Document excerpt:
Smartphones are wonderful tools that are invaluable to our daily lives, but nothing frustrates me more than getting spam phone calls on my personal cell phone. Not the throw away home phone, but my actual cell phone.

Chatting with friends, family, and co workers is extremely easy thanks to smartphones, but sadly there’s those moments where we get spam calls from people we don’t know or want calling. Someone speaking another language or trying to sell some odd piece of a land timeshare and if you’re like me, you get mad, swear a few times, and hang up. Thankfully call blocking is a standard feature on most Android devices.


Blocking unwanted calls, telemarketers, or that clingy X isn’t as easy as it should be but at least we have options. Almost all Android smartphones take advantage of this feature, although most have their own unique way of doing it. Since I use the Nexus 5 and Galaxy S4 Google Play edition daily, I have stock Android and will start with that, but the general idea is the same for all devices.

Sadly we can’t just add random numbers to a do-not-answer list or automatic call blocking list, and you’ll actually have to make the number a contact first, then get rid of it. Stock Android has an “All calls to voicemail” feature where you’ll never hear or get the call and it goes right to voicemail. That’s our only stock option, but it’s really easy to enable.

Screen Shot 2014-01-24 at 10.50.10 AM

Simply make a new contact with the number you wish to never hear from again, or if it’s someone you already have in your phone, just go to the contact. Tap the little avatar person shaped contact edit button shown below, tap settings, and check the send to voicemail button. It’s that easy. It’s just a bummer we have to actually make the number a contact and save it first.

Written exercise 1: Format the rows, starting at the one containing "Where can the ski" and ending at the one containing "Target: ski track in snow", as a Markdown table with the columns Row and Line. Give each row's number and its line, and omit blank lines.

Exercise materials:

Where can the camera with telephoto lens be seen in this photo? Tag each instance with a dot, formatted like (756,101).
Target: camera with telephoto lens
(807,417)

---

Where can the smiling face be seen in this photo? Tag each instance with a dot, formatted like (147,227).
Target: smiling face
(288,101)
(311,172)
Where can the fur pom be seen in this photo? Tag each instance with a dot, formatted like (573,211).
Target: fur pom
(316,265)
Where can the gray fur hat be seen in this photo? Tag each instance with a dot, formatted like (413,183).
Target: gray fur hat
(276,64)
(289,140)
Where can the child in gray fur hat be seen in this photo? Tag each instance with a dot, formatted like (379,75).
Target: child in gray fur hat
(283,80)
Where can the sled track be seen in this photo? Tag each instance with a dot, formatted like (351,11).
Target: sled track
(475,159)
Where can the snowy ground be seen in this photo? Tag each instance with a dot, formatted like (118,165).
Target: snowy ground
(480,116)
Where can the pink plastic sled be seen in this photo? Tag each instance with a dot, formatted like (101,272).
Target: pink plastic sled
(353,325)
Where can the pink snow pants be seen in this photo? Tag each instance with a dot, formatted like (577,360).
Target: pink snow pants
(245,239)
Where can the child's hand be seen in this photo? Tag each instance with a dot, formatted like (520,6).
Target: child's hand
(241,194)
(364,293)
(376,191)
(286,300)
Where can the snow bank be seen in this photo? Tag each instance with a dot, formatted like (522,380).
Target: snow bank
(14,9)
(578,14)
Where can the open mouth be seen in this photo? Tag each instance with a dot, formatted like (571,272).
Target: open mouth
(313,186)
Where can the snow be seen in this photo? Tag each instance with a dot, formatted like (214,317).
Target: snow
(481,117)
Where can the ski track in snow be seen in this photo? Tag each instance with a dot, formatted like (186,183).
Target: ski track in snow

Written exercise 2: According to the excerpt on blocking spam calls, why does the writer begin with stock Android when describing how to block calls?

Exercise response 1:
| Row | Line |
|---|---|
| 1 | Where can the ski track in snow be seen in this photo? Tag each instance with a dot, formatted like (186,183). |
| 2 | Target: ski track in snow |

Exercise response 2: The writer uses the Nexus 5 and the Galaxy S4 Google Play edition every day, and both run stock Android, so the explanation starts there. The writer adds that the general idea is the same for all devices.